*** Opening SOURCE DOCUMENT ***
Alternative Text Steve Pownall | 28 January 2021 |

7 things we learned about analytics in 2020


There’s no doubt about it, 2020 turned the world upside down. Some businesses thrived, all faced unprecedented challenges, and some were able to pivot into new-found territories.

Organisations faced remote working on mass and consumer behaviour was all about online. And with many of these challenges still present as we head into 2021 what’s next for many enterprises?

At DeeperThanBlue we’re looking back at what we learned about analytics in 2020 and questioning what this means going forward. Here are our top 7 learnings.


  1. The need for cloud-based business intelligence analytics has never been greater

In an unpredictable landscape, analytics and BI are essential to plan and execute strategies that are fundamental for survival. And with the huge shift to remote working, those businesses and teams that have already transitioned to the cloud know that their tools and processes can be used anywhere. But for those businesses that haven’t transitioned? Well, it’s becoming an integral business priority. According to Forbes, between February and April 2020, there was a 68% increase in enterprises that stated cloud computing is critical to their operations. This is only growing.

Cloud-based BI solutions enable you to:

  • Eliminate hardware-related costs
  • Deploy your solution fast, scale it up and compute resources, time and cost effectively
  • Access data via any web browser or mobile device
  • Securely share actionable insights amongst colleagues regardless of the location

If it isn’t already, this should be a priority for all businesses.


  1. Survival in 2021 is data-driven

With organisations facing such unpredictability in 2020 and little to depend on in the way of a constant, model-based artificial intelligence (AI) saw a resurgence. And often, it was brand-new and sometimes small datasets (as the lifespan of data sources shrunk in some cases) that were being used to turn guesswork into strategic and evidence-based decisions. This became an essential skill over the course of 2020 and is set to continue.
*** Closing SOURCE DOCUMENT ***
**TASKS**
1. From the article on analytics lessons from 2020, transcribe the part that opens with the words containing "Alternative Text Steve" and closes with "top 7 learnings.".
2. Continue the article on what was learned about analytics in 2020, picking up after its last sentence.
*** Opening DATA EXCERPTS ***
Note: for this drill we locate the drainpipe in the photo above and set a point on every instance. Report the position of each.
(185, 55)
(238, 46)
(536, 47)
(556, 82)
*** Closing DATA EXCERPTS ***
**OUTPUTS IN ORDER**
1.
Alternative Text Steve Pownall | 28 January 2021 |

7 things we learned about analytics in 2020


There’s no doubt about it, 2020 turned the world upside down. Some businesses thrived, all faced unprecedented challenges, and some were able to pivot into new-found territories.

Organisations faced remote working on mass and consumer behaviour was all about online. And with many of these challenges still present as we head into 2021 what’s next for many enterprises?

At DeeperThanBlue we’re looking back at what we learned about analytics in 2020 and questioning what this means going forward. Here are our top 7 learnings.

2.
  1. Your analytics models and your wider business strategy should work in tandem

This goes without saying. By aligning your business strategy with your analytics models, you ensure that your data provides the required insight for those within your organisation to make the right decisions in a timely way – something that was crucial throughout 2020.

And when integrated properly, data can accelerate your business strategy by improving processes and empowering the people needed to execute them. This is key as we face ongoing unpredictability well into 2021. The right tools and the right strategic approach to data management is fundamental.


  1. It’s not the end of the world if you don’t have a lot of historical data to work from

Sure, you may have gone into 2020 basing your business decisions from your historical data. But how do you respond when the world is then turned on its head? With markets changing and a fluctuating landscape, often we’re now working with much smaller datasets. These require agile methodologies and continually revised assumptions to drive responsible decision making in these unprecedented times.

Those organisations with the flexibility – and the right BI solutions in place – are the ones able to weather the storm, and in some cases thrive.

And the future? Gartner predicts that more than 33% of large organisations will have analytics practicing decision intelligence such as decision modelling by 2023 – this is a framework where traditional techniques are brought together with advanced techniques like AI and machine learning. Can you really afford to become technologically complacent?


  1. It’s time to invest in predictive analytics

In 2021, we’ll be asking questions of whether trends we’re seeing now are COVID-19 related, just anomalies in the data, or insights that can be attributed to the short or the long term. This data must then help us find the answers of how we manage our businesses moving forward. Predictive analytics is essential. Importantly, these COVID-related questions will have to be accounted for with data being constantly refreshed and connected to as many sources as possible to maximise accuracy. If your organisation isn’t yet using predictive analytics, now is the time.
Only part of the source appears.